Plumage Coloration Data
We measured coloration on five points of the plumage for a sample of 52 siskins (23 females and 29 males). Points were chosen that a priori make the bird most visible from the back while it is flying (Figure 1). We did not measure the coloration of the black melanin-based patches. However, 61% of the sexual dichromatism in siskins is related to the carotenoid-based coloration (Badyaev and Hill 2000; compared with the 39% related to melanin-based coloration), and carotenoid-based coloration is also the coloration under stronger sexual selection in birds (Badyaev and Hill 2000) and particularly in the siskin (in which females choose males according to the length of the yellow wing stripe; Senar et al. 2005). In siskins, black patches are related to dominance status (Senar and Camerino 1998) and cover a higher proportion of the overall body plumage in males than in females (Svensson 1992). Therefore, if they contribute to conspicuousness in some backgrounds and because of the contrast between dark and light plumage patches, their effect will be to increase the overall conspicuousness of males compared with females (Stevens et al. 2013).
Coloration was measured using a CR-200 Minolta chromameter with an 8-mm-diameter sensor. The chromameter provides, for each bird, independent values of hue, chroma and lightness, which are the parameters generally used to define a color (Hill 1998). Hue reflects chromatic composition and corresponds to wavelength of light. Chroma, or saturation, is spectral variance and determines the pureness of the color. Lightness, or brightness, is the percentage of white and is correlated with physical light intensity (Booth 1990). The higher the values for lightness and chroma of a particular part of the plumage, the higher its brightness. In addition to the brightness of a particular part of the plumage, the extent of this bright patch is also important. Two of the brightest plumage patches are the yellow wing stripe and the yellow of the base of the rectrices (Figure 1). The yellow wing stripe formed by the inner visible third of the outer webs of the primaries and secondaries is wider on males than on females (males: mean [± SE] = 5.36 ± 0.10 mm, n = 284; females: mean = 2.06 ± 0.20 mm, n = 68; F = 220.5, df = 1 and 350, P < 0.001), and the same relationship is applicable to the length of the yellow in the base of the second to sixth tail feathers (males: 25.6 ± 0.3 mm, n = 264; females: 13.1 ± 0.6 mm, n = 70; F = 308.8, df = 1 and 332, P < 0.001). There is a high correlation between the length of the yellow wing stripe and the length of the yellow tail stripe (rs = 0.70, P < 0.0001, n = 328).

--------

**WHAT NEEDS TO BE DONE:** Please list every distinct source cited in the plumage coloration text, giving each once as author and year in the order it first appears.

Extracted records
--------

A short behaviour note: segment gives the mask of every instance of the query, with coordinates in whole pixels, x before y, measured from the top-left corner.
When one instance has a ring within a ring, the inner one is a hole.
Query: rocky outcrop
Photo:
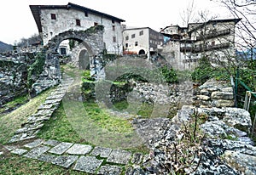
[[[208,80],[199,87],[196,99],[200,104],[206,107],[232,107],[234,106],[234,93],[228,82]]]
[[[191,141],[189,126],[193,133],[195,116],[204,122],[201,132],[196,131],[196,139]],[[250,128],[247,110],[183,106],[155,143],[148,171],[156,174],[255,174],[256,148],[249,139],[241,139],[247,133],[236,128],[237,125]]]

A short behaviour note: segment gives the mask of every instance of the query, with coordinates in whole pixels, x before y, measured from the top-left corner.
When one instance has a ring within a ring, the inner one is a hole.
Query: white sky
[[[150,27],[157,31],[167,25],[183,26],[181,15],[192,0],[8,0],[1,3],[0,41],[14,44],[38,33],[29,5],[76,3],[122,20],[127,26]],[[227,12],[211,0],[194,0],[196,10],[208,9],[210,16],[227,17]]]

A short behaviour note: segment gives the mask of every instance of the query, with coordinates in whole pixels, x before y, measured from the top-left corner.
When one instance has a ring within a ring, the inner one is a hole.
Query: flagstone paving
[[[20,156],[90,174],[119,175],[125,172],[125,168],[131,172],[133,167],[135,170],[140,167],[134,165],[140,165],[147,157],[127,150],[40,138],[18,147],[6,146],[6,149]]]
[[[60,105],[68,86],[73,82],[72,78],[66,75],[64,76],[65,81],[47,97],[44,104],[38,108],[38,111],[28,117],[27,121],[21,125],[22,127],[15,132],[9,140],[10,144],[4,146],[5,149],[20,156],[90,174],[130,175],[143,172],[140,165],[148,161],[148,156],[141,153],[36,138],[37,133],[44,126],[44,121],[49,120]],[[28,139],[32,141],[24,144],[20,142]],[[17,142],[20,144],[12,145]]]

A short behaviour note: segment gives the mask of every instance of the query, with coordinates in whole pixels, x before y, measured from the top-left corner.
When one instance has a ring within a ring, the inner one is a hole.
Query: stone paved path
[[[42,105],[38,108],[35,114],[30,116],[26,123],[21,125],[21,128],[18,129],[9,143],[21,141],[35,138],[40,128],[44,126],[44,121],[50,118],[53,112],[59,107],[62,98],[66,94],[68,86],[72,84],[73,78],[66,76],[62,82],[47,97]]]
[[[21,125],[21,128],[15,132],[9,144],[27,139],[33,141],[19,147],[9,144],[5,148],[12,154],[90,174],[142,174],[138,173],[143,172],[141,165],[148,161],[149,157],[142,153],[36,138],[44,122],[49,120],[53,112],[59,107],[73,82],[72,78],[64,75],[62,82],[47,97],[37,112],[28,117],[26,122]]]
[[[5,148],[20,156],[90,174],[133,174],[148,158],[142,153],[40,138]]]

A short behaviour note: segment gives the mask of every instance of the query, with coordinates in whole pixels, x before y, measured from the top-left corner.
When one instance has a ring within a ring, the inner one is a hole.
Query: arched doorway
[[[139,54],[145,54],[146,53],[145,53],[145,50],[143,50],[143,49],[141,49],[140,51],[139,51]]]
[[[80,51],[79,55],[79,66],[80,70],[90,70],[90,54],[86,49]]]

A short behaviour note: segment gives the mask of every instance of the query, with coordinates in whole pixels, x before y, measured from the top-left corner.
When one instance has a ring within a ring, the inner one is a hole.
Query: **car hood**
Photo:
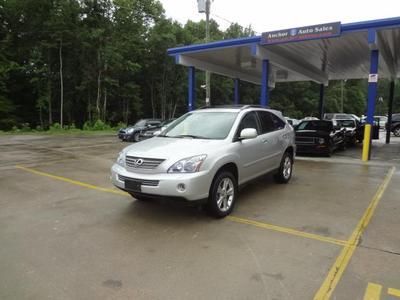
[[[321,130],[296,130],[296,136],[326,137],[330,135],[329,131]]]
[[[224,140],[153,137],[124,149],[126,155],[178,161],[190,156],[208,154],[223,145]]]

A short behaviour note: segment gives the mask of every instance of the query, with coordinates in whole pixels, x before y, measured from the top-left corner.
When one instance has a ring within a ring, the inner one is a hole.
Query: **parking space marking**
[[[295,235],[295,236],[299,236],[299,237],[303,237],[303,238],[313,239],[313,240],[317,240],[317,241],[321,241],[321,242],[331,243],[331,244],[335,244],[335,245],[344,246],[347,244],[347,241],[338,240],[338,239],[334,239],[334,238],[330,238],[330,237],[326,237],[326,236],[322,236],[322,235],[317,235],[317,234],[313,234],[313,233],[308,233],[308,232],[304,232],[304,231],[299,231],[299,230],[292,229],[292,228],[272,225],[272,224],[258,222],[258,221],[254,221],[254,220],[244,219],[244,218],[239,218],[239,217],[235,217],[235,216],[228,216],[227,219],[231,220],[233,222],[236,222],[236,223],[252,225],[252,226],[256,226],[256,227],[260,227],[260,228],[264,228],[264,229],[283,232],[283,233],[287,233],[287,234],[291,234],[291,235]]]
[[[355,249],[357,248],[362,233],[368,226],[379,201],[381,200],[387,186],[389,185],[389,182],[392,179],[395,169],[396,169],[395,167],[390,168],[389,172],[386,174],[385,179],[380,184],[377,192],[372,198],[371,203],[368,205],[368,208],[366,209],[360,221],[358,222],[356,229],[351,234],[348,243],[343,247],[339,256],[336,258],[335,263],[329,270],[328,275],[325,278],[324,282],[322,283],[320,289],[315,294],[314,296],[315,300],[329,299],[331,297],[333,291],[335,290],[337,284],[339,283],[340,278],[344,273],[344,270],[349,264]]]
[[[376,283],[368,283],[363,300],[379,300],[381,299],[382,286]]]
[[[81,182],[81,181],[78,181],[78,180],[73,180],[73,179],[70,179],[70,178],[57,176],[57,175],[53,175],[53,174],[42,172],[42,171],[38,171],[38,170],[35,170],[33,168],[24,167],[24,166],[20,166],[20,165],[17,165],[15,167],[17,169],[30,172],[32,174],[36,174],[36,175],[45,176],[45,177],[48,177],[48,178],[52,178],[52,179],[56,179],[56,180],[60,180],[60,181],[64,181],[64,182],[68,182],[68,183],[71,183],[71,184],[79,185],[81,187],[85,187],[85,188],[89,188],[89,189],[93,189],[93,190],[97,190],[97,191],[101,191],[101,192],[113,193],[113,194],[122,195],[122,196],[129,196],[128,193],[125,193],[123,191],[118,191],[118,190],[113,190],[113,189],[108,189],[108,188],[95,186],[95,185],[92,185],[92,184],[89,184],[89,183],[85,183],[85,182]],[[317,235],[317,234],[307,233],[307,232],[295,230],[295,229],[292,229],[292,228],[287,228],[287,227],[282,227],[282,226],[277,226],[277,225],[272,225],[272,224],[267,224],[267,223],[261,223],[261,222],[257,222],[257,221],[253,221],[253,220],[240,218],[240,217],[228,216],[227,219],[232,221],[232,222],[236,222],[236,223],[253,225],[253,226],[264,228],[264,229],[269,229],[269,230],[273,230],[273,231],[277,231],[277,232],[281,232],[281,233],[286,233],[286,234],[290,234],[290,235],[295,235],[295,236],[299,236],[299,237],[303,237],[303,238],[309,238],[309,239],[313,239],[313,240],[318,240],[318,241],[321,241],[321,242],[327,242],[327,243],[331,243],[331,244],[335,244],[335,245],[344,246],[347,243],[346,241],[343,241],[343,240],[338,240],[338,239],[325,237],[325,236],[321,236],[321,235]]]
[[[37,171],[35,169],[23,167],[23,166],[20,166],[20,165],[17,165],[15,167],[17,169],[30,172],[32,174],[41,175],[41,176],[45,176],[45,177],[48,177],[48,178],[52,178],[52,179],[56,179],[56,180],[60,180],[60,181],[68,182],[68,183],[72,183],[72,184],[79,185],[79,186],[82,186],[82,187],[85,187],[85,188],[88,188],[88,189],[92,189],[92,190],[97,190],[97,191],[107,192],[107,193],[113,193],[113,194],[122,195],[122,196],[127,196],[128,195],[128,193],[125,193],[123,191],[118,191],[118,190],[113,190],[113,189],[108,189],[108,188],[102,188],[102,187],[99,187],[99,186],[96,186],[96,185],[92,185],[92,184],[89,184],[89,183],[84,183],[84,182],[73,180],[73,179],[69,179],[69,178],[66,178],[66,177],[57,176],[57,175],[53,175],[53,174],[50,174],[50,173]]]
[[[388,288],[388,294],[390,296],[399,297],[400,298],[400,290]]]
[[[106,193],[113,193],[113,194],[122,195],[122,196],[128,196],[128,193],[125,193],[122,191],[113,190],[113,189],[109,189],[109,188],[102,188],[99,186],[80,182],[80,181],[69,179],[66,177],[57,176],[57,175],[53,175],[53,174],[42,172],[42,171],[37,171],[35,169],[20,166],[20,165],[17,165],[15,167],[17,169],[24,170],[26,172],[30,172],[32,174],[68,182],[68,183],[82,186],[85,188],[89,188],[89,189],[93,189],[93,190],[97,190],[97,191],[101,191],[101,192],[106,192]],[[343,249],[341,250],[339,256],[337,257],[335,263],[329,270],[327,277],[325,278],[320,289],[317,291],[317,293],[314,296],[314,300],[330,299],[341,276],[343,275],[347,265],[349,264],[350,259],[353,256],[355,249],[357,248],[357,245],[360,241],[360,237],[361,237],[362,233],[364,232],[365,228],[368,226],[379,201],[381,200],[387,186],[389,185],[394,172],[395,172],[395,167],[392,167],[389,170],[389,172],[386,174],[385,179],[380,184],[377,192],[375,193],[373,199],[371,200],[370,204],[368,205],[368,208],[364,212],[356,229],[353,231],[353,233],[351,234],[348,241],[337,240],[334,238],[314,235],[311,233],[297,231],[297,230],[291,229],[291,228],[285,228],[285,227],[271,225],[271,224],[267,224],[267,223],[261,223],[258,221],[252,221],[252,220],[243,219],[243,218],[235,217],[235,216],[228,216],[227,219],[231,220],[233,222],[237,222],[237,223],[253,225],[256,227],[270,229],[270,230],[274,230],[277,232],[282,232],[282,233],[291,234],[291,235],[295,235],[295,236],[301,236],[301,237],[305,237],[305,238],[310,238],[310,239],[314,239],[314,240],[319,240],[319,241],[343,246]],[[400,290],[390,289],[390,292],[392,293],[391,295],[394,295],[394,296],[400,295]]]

--------

**CORRECT RESULT:**
Badyaev and Hill 2000
Senar et al. 2005
Senar and Camerino 1998
Svensson 1992
Stevens et al. 2013
Hill 1998
Booth 1990